[Items from a data source]
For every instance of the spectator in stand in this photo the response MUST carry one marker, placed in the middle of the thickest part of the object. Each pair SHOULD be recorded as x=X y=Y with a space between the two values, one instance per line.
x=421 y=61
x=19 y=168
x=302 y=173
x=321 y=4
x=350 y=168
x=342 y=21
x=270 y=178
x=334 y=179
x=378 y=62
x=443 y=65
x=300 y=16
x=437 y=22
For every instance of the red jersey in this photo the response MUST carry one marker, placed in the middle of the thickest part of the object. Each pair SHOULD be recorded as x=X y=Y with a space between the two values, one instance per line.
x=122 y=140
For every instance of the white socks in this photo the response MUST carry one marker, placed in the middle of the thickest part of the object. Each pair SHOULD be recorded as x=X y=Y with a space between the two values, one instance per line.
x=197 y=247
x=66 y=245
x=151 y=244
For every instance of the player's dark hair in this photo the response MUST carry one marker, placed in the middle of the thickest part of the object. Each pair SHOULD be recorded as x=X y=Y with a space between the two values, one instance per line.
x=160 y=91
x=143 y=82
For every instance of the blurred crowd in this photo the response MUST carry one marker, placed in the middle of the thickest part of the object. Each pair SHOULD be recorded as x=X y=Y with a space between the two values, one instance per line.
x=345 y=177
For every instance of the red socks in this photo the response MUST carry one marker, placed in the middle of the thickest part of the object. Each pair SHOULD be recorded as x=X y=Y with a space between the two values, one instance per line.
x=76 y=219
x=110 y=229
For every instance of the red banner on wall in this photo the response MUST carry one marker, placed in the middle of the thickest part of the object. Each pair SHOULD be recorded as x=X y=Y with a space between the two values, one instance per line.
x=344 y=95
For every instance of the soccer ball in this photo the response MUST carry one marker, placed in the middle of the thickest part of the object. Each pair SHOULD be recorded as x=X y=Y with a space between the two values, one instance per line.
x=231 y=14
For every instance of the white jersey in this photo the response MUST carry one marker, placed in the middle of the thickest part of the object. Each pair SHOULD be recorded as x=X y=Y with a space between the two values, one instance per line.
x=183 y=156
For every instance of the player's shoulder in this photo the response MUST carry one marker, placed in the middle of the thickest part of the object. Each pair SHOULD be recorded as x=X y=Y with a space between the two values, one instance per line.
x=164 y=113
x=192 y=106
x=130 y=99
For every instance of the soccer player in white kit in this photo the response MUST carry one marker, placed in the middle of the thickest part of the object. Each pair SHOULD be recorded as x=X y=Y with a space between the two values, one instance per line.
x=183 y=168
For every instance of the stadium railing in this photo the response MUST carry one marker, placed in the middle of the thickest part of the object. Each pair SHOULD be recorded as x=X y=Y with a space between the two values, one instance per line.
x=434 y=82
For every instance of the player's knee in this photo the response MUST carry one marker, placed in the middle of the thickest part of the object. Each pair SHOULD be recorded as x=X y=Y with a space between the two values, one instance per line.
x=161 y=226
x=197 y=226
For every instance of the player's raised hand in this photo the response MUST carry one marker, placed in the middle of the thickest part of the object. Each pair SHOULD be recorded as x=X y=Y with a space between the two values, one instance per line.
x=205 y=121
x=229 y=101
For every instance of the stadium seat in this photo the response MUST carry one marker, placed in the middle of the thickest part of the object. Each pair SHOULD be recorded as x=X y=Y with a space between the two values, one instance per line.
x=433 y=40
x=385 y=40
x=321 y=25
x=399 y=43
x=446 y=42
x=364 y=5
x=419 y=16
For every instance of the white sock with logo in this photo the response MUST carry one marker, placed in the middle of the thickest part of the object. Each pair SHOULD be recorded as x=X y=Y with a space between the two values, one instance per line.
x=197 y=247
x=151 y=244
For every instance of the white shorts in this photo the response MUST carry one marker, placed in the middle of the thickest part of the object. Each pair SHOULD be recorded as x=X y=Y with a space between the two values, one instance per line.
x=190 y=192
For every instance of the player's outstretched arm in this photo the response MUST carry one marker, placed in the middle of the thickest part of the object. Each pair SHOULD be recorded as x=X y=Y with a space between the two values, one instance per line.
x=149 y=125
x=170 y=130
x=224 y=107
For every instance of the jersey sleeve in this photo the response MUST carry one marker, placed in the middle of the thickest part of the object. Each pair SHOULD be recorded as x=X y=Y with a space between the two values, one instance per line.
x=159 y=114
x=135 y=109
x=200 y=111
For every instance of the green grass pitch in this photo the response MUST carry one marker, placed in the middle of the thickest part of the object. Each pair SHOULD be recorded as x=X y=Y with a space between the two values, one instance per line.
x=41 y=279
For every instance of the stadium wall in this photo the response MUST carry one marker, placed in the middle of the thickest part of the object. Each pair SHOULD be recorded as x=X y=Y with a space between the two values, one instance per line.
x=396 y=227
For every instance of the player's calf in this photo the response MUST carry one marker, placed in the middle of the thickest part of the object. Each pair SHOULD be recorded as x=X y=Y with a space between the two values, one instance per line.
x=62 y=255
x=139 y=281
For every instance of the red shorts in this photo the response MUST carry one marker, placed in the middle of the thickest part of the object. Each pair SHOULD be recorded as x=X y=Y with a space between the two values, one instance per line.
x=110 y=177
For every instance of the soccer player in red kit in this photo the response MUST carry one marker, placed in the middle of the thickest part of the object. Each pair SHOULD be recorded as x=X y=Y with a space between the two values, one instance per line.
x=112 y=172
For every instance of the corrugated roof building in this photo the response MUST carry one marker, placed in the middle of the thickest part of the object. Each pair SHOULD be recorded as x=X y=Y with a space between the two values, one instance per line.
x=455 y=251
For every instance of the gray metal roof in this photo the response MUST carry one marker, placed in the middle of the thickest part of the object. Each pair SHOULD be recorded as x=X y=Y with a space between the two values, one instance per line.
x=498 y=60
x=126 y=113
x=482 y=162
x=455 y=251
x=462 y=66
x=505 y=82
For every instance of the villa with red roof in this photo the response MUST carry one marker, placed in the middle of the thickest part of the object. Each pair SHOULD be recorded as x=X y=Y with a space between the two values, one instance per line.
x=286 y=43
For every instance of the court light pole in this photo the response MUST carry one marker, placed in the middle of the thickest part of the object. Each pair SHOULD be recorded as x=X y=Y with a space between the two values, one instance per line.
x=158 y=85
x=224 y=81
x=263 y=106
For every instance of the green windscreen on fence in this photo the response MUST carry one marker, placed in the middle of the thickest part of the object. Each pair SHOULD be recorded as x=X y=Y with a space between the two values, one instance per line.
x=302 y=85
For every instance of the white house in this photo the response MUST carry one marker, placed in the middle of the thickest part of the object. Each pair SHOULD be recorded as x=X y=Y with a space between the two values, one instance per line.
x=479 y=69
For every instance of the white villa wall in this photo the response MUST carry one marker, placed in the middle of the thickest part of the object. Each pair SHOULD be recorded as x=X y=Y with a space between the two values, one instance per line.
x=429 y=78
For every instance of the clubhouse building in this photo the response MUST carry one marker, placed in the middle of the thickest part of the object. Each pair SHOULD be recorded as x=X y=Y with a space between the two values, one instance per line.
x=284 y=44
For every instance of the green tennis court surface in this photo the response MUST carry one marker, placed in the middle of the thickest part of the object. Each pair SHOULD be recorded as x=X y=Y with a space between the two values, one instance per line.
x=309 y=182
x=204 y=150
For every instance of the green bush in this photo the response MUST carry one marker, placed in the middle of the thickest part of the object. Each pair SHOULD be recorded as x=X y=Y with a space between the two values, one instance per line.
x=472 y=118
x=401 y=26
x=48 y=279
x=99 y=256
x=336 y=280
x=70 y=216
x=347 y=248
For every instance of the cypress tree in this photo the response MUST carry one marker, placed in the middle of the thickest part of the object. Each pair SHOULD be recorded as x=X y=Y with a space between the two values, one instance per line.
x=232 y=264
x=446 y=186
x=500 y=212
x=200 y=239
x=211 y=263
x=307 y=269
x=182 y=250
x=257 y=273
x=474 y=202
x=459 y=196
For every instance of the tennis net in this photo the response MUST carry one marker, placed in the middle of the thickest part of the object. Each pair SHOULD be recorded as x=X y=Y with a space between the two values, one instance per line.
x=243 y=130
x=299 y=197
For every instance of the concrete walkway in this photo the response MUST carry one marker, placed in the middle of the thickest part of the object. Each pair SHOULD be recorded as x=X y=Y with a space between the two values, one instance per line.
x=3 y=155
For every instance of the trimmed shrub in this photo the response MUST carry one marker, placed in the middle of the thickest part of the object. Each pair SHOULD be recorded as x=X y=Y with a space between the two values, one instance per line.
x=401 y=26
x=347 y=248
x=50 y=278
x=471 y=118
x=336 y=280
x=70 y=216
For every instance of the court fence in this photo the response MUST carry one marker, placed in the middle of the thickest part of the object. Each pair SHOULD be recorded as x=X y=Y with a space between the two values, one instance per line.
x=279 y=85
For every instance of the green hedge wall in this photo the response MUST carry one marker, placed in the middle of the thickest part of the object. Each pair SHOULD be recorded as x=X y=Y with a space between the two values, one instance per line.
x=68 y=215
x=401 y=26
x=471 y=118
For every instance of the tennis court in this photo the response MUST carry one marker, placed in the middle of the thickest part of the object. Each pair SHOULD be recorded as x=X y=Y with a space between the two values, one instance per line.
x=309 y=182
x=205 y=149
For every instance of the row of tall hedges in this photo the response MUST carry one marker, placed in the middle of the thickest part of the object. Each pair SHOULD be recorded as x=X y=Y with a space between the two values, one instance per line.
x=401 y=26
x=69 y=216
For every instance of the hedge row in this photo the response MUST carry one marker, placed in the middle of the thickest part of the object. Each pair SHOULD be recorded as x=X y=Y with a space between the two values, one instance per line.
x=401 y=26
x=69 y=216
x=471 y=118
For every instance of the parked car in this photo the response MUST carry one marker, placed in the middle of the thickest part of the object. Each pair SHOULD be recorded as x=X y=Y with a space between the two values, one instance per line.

§ **Exercise aim**:
The lines to reproduce run from the one that contains "For every instance of the tennis court" through the last line above; copy them exactly.

§ **Exercise output**:
For every instance of the tennis court in this photo the response MUST carry one marker, placed in the middle of the thickest part of the object. Each pair SHOULD be recorded as x=X y=Y with a space between the two values, one instance per line.
x=309 y=182
x=205 y=149
For every instance of the row of tall hedges in this photo the response MUST carry one marker, placed in the middle of the thickest part of the object. Each pair SHOULD be recorded as x=X y=Y with a space between the two values, one instance per line.
x=401 y=26
x=69 y=216
For every instance of the hedge row in this photo the response MUST carry one marker, placed in the middle of the thickest part of the object. Each pair SHOULD be recorded as x=X y=Y with a space between the two values, one instance per line.
x=401 y=26
x=69 y=216
x=471 y=118
For every instance of the parked car in this photo the response MUST carry one marker, placed in the middle of the thickest part of the object. Each pair SHOULD be recorded as x=X y=Y with a space between the two values, one instance per line.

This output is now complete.